(Stored data entries)
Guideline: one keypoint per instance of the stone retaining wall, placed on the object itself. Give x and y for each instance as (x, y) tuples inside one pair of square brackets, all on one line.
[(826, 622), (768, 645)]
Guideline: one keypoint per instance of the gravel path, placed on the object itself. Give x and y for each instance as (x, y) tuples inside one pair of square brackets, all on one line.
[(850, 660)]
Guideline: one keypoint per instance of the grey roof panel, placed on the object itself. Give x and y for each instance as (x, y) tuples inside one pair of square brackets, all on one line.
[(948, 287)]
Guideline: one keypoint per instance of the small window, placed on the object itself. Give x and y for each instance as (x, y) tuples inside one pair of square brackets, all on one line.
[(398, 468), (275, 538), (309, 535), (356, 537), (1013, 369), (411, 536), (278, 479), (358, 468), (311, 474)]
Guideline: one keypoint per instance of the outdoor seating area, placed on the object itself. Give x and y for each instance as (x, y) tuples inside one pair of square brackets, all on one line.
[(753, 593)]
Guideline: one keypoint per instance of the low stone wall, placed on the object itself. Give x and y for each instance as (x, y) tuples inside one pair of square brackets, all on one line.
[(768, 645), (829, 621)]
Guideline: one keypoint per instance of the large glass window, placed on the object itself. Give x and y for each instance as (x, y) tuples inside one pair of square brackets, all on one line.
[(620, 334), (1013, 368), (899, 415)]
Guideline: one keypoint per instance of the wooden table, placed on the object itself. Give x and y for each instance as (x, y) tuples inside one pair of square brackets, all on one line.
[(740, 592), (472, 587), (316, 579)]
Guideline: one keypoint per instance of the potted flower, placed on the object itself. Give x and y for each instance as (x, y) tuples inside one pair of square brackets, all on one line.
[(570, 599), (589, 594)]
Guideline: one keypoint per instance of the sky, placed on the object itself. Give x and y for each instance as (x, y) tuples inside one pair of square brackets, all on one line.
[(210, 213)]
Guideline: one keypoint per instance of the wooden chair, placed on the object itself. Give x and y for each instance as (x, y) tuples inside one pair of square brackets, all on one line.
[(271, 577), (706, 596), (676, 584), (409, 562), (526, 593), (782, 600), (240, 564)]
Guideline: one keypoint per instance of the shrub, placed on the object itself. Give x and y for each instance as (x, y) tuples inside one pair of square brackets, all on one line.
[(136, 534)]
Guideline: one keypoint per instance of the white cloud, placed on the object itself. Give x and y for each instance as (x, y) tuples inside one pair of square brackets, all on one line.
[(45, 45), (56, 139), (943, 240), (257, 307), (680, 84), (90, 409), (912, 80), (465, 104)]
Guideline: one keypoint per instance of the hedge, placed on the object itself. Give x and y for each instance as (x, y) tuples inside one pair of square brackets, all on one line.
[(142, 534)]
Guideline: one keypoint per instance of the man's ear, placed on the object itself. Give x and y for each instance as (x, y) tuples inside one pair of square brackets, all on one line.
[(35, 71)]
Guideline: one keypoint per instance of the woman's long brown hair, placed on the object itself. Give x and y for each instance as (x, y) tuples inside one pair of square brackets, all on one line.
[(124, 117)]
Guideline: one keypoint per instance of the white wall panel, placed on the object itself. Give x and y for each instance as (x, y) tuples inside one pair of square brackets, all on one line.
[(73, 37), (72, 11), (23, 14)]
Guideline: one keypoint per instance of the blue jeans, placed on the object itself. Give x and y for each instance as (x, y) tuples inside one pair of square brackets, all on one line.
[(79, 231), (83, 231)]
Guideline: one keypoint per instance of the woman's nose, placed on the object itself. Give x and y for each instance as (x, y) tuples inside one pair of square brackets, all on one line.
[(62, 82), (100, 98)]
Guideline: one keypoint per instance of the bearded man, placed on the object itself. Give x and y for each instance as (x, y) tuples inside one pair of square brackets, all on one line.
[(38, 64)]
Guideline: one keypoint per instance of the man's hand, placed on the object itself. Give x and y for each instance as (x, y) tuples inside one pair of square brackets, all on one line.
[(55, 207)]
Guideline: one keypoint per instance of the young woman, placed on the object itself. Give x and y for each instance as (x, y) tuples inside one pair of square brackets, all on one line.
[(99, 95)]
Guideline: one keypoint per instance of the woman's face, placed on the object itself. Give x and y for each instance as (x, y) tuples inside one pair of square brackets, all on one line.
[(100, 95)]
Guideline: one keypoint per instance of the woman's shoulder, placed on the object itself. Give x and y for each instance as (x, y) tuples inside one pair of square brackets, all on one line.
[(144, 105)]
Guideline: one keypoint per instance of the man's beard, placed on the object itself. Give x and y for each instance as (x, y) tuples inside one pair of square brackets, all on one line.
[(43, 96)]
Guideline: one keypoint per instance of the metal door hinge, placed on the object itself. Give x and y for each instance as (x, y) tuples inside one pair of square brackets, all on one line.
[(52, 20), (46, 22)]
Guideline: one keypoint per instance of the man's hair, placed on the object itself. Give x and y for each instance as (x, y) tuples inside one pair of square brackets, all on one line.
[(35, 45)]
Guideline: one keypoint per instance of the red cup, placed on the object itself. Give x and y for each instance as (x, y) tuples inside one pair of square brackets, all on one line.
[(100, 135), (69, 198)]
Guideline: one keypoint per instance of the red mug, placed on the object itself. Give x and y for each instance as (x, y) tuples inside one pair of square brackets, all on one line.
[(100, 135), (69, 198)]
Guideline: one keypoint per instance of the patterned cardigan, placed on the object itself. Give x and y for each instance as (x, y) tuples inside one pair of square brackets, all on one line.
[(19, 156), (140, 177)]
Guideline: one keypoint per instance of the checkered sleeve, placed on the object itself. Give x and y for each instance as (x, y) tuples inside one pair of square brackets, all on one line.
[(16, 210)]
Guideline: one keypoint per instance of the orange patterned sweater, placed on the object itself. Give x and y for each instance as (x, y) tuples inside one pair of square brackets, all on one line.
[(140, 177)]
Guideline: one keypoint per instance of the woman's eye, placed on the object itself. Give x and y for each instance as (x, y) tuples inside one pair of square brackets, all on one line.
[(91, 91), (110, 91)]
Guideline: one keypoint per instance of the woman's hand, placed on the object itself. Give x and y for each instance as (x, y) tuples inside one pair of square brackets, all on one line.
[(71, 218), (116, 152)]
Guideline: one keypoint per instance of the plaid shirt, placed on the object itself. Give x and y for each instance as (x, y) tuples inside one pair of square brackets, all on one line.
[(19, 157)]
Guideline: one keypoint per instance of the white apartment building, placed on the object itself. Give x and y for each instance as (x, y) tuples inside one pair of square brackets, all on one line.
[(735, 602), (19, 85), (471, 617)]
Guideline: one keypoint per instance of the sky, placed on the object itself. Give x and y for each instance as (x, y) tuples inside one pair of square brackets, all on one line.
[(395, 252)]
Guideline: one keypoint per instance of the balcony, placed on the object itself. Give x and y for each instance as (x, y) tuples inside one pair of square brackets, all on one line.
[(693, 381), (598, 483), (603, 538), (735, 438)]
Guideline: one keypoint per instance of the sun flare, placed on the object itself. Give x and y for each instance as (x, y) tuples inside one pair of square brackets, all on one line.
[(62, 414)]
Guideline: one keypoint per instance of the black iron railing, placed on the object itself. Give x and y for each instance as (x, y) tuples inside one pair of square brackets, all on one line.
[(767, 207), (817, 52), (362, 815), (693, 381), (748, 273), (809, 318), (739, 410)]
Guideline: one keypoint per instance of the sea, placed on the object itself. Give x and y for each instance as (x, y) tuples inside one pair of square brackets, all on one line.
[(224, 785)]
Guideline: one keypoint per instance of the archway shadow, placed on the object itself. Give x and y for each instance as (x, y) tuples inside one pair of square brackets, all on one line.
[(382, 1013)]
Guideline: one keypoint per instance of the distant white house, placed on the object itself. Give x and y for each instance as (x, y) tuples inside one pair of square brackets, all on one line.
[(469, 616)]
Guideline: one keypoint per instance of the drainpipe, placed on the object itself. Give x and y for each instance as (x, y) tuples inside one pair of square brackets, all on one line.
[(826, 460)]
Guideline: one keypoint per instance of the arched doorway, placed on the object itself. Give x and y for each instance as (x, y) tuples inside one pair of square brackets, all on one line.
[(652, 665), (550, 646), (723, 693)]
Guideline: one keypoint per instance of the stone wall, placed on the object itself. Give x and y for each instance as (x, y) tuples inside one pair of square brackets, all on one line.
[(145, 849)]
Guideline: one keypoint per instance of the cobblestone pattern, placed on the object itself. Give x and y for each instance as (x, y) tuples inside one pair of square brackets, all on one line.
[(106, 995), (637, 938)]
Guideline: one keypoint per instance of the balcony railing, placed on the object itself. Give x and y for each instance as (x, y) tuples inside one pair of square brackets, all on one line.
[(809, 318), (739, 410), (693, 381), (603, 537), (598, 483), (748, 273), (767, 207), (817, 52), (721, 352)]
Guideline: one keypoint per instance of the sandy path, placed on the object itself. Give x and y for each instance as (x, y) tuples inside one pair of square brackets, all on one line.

What the task requires:
Set down the line that contains "Guideline: one keypoint per instance of the stone wall, placed" exactly. Do the same for each later line of the data, through the end, and add nothing.

Output for this task:
Guideline: one keypoint per instance of the stone wall, placed on the object itself. Give x and y for each instance as (x, y) tuples inside one pair of square brackets, all on one line.
[(145, 849)]
Guideline: one keypoint per instance of the cobblestone pattern, placed on the object itself. Give x and y for each instance as (x, y) tuples inside one pair of square brackets, all on one line.
[(106, 995), (637, 938)]
Guideline: one keypoint per instance of the balcony railing, placed on the object itself. Give x and y for each instance as (x, y) tuples inside one pair of square brackets, all on one line.
[(809, 318), (739, 410), (693, 381), (603, 537), (598, 483), (748, 273), (767, 207), (817, 52), (721, 352)]
Guideline: one keypoint per instance of the sandy path, placed on the object itself. Give x and y for each instance as (x, y) tuples inside one pair of square brackets, all on one line.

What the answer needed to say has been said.